§ Problem:
Present every line of the material below as a numbered list, leaving out any blank lines.

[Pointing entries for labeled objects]
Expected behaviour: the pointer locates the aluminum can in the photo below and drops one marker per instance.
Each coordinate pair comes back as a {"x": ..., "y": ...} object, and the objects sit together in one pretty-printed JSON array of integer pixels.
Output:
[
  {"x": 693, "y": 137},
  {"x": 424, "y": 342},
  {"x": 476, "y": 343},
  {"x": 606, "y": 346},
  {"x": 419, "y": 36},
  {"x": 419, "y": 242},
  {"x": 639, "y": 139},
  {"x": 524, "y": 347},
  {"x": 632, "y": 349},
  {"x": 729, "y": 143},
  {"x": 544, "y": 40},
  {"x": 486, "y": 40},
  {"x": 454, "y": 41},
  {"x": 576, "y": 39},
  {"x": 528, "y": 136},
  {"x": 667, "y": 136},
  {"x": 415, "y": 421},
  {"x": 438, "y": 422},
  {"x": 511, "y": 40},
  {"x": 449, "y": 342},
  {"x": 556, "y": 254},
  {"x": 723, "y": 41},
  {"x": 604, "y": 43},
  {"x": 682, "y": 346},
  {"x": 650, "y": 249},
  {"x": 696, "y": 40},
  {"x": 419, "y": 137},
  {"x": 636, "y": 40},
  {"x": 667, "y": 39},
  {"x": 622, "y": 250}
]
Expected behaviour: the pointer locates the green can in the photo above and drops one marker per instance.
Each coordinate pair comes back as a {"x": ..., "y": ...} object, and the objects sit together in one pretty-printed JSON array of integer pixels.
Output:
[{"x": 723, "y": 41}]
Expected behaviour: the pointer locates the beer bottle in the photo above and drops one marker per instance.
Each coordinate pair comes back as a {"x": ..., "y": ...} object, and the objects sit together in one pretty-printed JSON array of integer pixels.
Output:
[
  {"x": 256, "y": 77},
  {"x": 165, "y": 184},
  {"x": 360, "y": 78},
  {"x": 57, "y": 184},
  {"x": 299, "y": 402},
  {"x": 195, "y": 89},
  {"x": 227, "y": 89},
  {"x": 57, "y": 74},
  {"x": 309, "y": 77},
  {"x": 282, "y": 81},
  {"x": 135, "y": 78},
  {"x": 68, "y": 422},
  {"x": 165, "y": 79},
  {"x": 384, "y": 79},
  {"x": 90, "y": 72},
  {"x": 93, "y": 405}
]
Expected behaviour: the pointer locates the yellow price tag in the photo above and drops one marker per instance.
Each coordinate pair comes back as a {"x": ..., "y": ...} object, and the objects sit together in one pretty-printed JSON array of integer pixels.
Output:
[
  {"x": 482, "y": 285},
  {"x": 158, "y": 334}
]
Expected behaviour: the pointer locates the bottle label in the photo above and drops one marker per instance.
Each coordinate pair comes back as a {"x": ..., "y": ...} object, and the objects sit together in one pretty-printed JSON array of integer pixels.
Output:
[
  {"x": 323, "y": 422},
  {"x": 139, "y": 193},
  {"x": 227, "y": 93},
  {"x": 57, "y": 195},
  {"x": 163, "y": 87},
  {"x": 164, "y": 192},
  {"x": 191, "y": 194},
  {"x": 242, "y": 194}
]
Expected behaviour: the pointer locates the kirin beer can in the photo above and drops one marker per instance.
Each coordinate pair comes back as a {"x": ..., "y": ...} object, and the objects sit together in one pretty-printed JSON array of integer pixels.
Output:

§ The output:
1. Expected behaviour: the pointer locates the aluminum can in the photo below and drops one marker per instance.
2. Each coordinate pair comes back as a {"x": ..., "y": ...} object, and the objects sit together in one pretty-printed JSON array of integer pixels.
3. Output:
4. [
5.   {"x": 693, "y": 137},
6.   {"x": 424, "y": 342},
7.   {"x": 476, "y": 343},
8.   {"x": 606, "y": 346},
9.   {"x": 419, "y": 36},
10.   {"x": 419, "y": 242},
11.   {"x": 639, "y": 139},
12.   {"x": 524, "y": 347},
13.   {"x": 632, "y": 349},
14.   {"x": 729, "y": 143},
15.   {"x": 544, "y": 40},
16.   {"x": 486, "y": 40},
17.   {"x": 454, "y": 41},
18.   {"x": 576, "y": 39},
19.   {"x": 528, "y": 136},
20.   {"x": 667, "y": 136},
21.   {"x": 415, "y": 421},
22.   {"x": 438, "y": 422},
23.   {"x": 511, "y": 40},
24.   {"x": 449, "y": 342},
25.   {"x": 556, "y": 254},
26.   {"x": 723, "y": 41},
27.   {"x": 604, "y": 43},
28.   {"x": 682, "y": 346},
29.   {"x": 650, "y": 249},
30.   {"x": 696, "y": 40},
31.   {"x": 419, "y": 137},
32.   {"x": 636, "y": 40},
33.   {"x": 667, "y": 39},
34.   {"x": 622, "y": 250}
35. ]
36. Expected behaviour: the pointer locates the green can in the photo above and drops one marker per instance.
37. Each coordinate pair comes back as a {"x": ..., "y": ...} object, and the objects sit together in one pretty-printed JSON array of integer pixels.
38. Output:
39. [{"x": 723, "y": 41}]
40. Expected behaviour: the pointer locates the beer bottle in the photo above and drops one marker per instance.
41. Each coordinate pair comes back as a {"x": ..., "y": ...} object, and the objects sit together in one pretty-printed JSON array of integer pixels.
42. Output:
43. [
44.   {"x": 256, "y": 77},
45.   {"x": 165, "y": 184},
46.   {"x": 360, "y": 78},
47.   {"x": 57, "y": 184},
48.   {"x": 299, "y": 402},
49.   {"x": 195, "y": 89},
50.   {"x": 227, "y": 89},
51.   {"x": 57, "y": 74},
52.   {"x": 309, "y": 77},
53.   {"x": 282, "y": 81},
54.   {"x": 135, "y": 78},
55.   {"x": 68, "y": 422},
56.   {"x": 165, "y": 79},
57.   {"x": 384, "y": 79},
58.   {"x": 90, "y": 72},
59.   {"x": 93, "y": 405}
60. ]
61. Expected behaviour: the pointer locates the yellow price tag in the photo above and drops one marker per instance.
62. Each coordinate pair comes back as a {"x": ..., "y": ...} object, and the objects sit together in one pretty-printed JSON array of integer pixels.
63. Output:
64. [
65.   {"x": 482, "y": 285},
66.   {"x": 158, "y": 334}
67. ]
68. Expected behaviour: the pointer locates the bottle label in the photo above and drops one marker per instance.
69. Each coordinate pair comes back as a {"x": ..., "y": ...} object, and the objects sit together in one pretty-printed JSON array of integer pixels.
70. Output:
71. [
72.   {"x": 323, "y": 422},
73.   {"x": 139, "y": 193},
74.   {"x": 227, "y": 93},
75.   {"x": 57, "y": 195},
76.   {"x": 163, "y": 87},
77.   {"x": 164, "y": 192},
78.   {"x": 191, "y": 194},
79.   {"x": 242, "y": 194}
80. ]
81. Expected behaviour: the pointer locates the kirin beer can in the photo above and drops one marker per instance.
82. Each coordinate pair comes back as a {"x": ..., "y": ...} object, and the objects sit together in one pretty-printed JSON array of integer pixels.
83. Output:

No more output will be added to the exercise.